* Consigne écrite 1
Imprimez sans rien changer le passage de l'extrait présenté compris entre « Le rapprochement nazisme-communisme » et « du Troisième Reich. », ces deux bornes incluses.
* Consigne écrite 2
Répondez aux questions suivantes sur l'extrait présenté, en marquant vos réponses (a), (b), (c) comme les questions.
(a) Quel est le titre du livre de Domenico Losurdo ?
(b) Dans quels pays ou régions l'accroissement des droits des citoyens va-t-il de pair avec l'asservissement d'une partie de la population ?
(c) Quel rapprochement fait disparaître le colonialisme ?

* Extrait présenté
..............................

Dans Le péché du XXe siècle, Domenico Losurdo interroge comment la question coloniale est régulièrement évacuée du débat sur la démocratie, alors qu’il souligne justement comment l’accroissement des droits des citoyens dans la mise en place des démocraties, aux Etats-Unis comme en Europe, va de pair avec l’asservissement d’une partie de la population.


TOTALITARISME OU IMPÉRIALISME

Le rapprochement nazisme-communisme fait disparaître le colonialisme, qui auparavant, chez des auteurs très divers, constituait le point de référence privilégié pour la compréhension du Troisième Reich.

..............................

* Informations fournies
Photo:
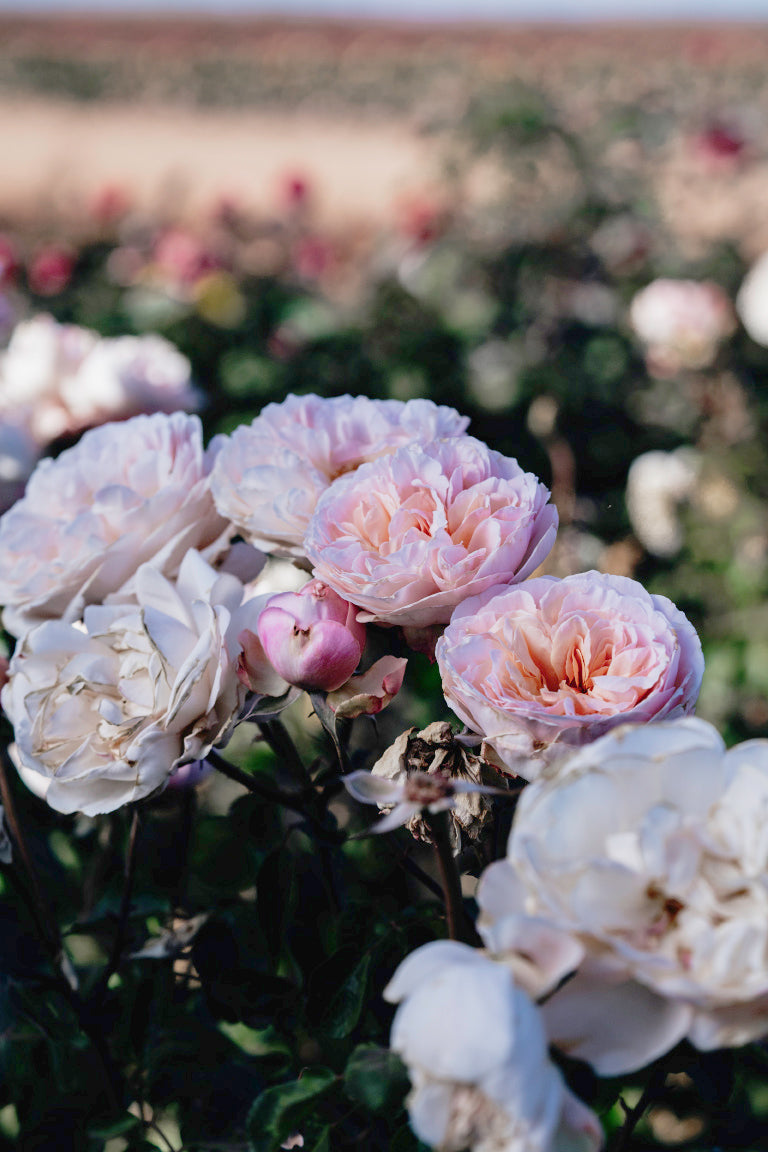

..............................

* Réponse écrite 1
Le rapprochement nazisme-communisme fait disparaître le colonialisme, qui auparavant, chez des auteurs très divers, constituait le point de référence privilégié pour la compréhension du Troisième Reich.

* Réponse écrite 2
(a) Le péché du XXe siècle.
(b) Aux États-Unis comme en Europe.
(c) Le rapprochement nazisme-communisme.